▸ Exercise brief
Write out the listing in full, matching it word for word.

Position annotation records:
++++++++

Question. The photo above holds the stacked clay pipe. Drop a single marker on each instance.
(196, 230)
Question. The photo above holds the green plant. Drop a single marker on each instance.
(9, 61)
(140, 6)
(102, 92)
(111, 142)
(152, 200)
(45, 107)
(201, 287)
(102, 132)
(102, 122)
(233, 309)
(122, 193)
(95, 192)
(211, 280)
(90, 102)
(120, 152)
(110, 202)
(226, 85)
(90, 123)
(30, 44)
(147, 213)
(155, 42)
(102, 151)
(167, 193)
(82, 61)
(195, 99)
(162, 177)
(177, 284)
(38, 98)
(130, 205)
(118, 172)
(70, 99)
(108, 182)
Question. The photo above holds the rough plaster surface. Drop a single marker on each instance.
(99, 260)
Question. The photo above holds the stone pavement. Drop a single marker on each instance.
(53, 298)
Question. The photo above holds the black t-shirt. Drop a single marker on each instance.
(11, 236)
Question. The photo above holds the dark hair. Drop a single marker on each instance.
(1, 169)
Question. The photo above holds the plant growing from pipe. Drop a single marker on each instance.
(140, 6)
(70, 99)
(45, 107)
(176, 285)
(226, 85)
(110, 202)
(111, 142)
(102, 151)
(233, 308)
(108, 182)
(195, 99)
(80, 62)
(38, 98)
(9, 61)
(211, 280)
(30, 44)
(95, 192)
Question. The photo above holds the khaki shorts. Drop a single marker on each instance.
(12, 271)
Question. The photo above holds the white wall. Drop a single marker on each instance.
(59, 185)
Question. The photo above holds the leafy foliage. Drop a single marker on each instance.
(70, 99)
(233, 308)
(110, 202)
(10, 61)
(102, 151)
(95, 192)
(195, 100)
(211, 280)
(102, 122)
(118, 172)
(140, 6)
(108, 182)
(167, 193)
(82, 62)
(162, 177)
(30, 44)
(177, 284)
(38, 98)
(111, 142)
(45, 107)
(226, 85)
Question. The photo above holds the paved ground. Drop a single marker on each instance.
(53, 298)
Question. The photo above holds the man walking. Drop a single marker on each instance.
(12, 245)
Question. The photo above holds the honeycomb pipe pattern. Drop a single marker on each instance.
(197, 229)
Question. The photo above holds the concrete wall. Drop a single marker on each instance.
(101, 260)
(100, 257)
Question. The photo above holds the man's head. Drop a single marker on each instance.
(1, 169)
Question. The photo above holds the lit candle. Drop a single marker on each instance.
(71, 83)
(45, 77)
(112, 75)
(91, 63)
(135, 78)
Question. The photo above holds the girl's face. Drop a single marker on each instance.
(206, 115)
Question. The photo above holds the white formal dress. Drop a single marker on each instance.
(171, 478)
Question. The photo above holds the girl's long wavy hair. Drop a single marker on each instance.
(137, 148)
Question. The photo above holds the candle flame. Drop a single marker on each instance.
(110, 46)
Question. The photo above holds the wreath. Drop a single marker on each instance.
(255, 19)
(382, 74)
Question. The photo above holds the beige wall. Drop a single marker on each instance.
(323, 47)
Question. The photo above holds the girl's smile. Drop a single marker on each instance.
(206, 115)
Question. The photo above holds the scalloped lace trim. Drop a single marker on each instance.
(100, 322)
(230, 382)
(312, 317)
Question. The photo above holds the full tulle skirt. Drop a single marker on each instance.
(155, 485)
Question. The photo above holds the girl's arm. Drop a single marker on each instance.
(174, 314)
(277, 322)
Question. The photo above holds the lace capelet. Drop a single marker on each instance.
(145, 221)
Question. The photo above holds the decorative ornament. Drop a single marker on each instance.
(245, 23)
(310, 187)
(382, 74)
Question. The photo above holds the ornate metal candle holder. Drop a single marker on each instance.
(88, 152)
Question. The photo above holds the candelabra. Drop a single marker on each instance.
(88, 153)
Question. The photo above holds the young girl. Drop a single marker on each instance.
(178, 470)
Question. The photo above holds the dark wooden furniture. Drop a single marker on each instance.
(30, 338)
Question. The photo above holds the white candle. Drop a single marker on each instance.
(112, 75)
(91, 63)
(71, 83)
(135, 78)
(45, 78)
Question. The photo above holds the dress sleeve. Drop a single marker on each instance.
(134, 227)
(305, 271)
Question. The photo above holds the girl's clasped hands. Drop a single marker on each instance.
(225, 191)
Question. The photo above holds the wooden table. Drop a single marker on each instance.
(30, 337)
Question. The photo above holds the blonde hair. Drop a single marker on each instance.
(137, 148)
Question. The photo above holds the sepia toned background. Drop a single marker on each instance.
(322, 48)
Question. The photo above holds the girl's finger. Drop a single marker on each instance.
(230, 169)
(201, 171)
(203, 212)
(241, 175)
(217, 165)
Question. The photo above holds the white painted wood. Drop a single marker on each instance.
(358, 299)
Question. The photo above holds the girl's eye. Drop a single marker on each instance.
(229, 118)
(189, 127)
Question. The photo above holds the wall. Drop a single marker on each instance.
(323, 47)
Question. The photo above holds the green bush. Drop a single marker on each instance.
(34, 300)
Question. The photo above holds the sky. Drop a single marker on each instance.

++++++++

▸ Written answer
Question. The photo above holds the stacked clay pipe. Drop a single marker on each instance.
(196, 230)
Question. The photo above holds the green plant. Drop a single marker on each instance.
(9, 61)
(140, 6)
(102, 92)
(111, 142)
(152, 200)
(45, 107)
(201, 287)
(102, 132)
(102, 122)
(233, 309)
(122, 193)
(95, 192)
(211, 280)
(90, 102)
(120, 152)
(110, 202)
(226, 85)
(90, 123)
(30, 44)
(147, 213)
(155, 42)
(102, 151)
(167, 193)
(82, 61)
(195, 99)
(162, 177)
(177, 284)
(38, 98)
(130, 205)
(118, 172)
(70, 99)
(108, 182)
Question. The photo above holds the rough plaster surface. Drop a single marker on each instance.
(99, 260)
Question. The photo above holds the stone pavement. Drop a single marker on each instance.
(53, 298)
Question. The photo above holds the black t-shirt. Drop a single marker on each instance.
(11, 236)
Question. The photo above holds the dark hair. Drop a single marker on each instance.
(1, 169)
Question. The photo above holds the plant growing from pipe. Drop a single marker on each instance.
(140, 6)
(70, 99)
(45, 107)
(176, 285)
(226, 85)
(110, 202)
(111, 142)
(102, 151)
(233, 308)
(108, 182)
(195, 99)
(80, 62)
(38, 98)
(9, 61)
(211, 280)
(30, 44)
(95, 192)
Question. The photo above holds the khaki shorts. Drop a single marker on each instance.
(12, 271)
Question. The photo above holds the white wall. Drop a single marker on each instance.
(59, 185)
Question. The photo above holds the leafy foliage. Drop a single marker on each instance.
(70, 99)
(233, 308)
(110, 202)
(10, 61)
(102, 151)
(95, 192)
(195, 100)
(211, 280)
(102, 122)
(118, 172)
(140, 6)
(108, 182)
(167, 193)
(82, 62)
(162, 177)
(30, 44)
(177, 284)
(38, 98)
(111, 142)
(45, 107)
(226, 85)
Question. The photo above holds the paved ground. Drop a single marker on each instance.
(53, 298)
Question. The photo above holds the man walking. Drop a single marker on each instance.
(12, 245)
Question. The photo above holds the honeycomb pipe pattern. Drop a single marker on each instance.
(197, 229)
Question. The photo above holds the concrete wall. Drop a single marker on each instance.
(101, 260)
(100, 257)
Question. The photo above holds the man's head. Drop a single marker on each instance.
(1, 169)
Question. The photo above holds the lit candle. Drop a single marker on each instance.
(71, 83)
(45, 77)
(112, 75)
(91, 63)
(135, 78)
Question. The photo above holds the girl's face. Drop a single marker on each instance.
(206, 115)
Question. The photo above holds the white formal dress. Drop a single marker on each instance.
(171, 478)
Question. The photo above holds the girl's long wavy hair. Drop a single marker on each instance.
(137, 148)
Question. The photo above holds the candle flame. Drop a single marker on each instance.
(110, 46)
Question. The photo above holds the wreath. Drop a single marker on each instance.
(255, 19)
(382, 74)
Question. The photo above holds the beige wall. Drop a single marker on each instance.
(323, 47)
Question. The photo above holds the girl's smile. Drop a single marker on each instance.
(206, 115)
Question. The photo above holds the scalloped lace trim. Drop a single marker on each instance.
(100, 322)
(230, 382)
(312, 317)
Question. The photo above holds the full tulle skirt. Drop a single marker on each instance.
(155, 485)
Question. The photo above holds the girl's arm. Drop a single marker on each instance.
(174, 314)
(277, 322)
Question. The photo above holds the lace capelet. Drop a single marker on each instance.
(145, 221)
Question. The photo above holds the decorative ornament. Drop a single marker on each instance.
(245, 23)
(310, 187)
(382, 74)
Question. The photo above holds the ornate metal candle holder. Drop a single marker on each instance.
(88, 152)
Question. The photo above holds the candelabra. Drop a single marker on each instance.
(88, 153)
Question. The photo above holds the young girl. Drop a single marker on each instance.
(178, 470)
Question. The photo above holds the dark wooden furniture. Drop a single marker on each instance.
(30, 338)
Question. The photo above holds the white candle. Drop a single marker on each instance.
(112, 75)
(91, 63)
(71, 83)
(135, 78)
(45, 78)
Question. The photo above holds the dress sleeve. Drop a single marker on each instance.
(134, 227)
(305, 271)
Question. The photo above holds the girl's clasped hands. Drop a single marker on each instance.
(225, 191)
Question. The photo above holds the wooden table. Drop a single marker on each instance.
(30, 337)
Question. The photo above holds the blonde hair. Drop a single marker on each instance.
(137, 148)
Question. The photo above holds the sepia toned background. Drop a single marker on each instance.
(322, 48)
Question. The photo above holds the girl's finger. Drop a single marker on each instance.
(230, 169)
(201, 171)
(203, 212)
(241, 175)
(217, 165)
Question. The photo above holds the white painted wood. Drop a single marker on each instance.
(358, 299)
Question. The photo above holds the girl's eye. Drop a single marker on each instance.
(229, 118)
(189, 127)
Question. The photo above holds the wall. Drop a single marker on each instance.
(323, 47)
Question. The photo above holds the green bush. Drop a single marker on each instance.
(34, 300)
Question. The photo above holds the sky. Drop a single marker on each instance.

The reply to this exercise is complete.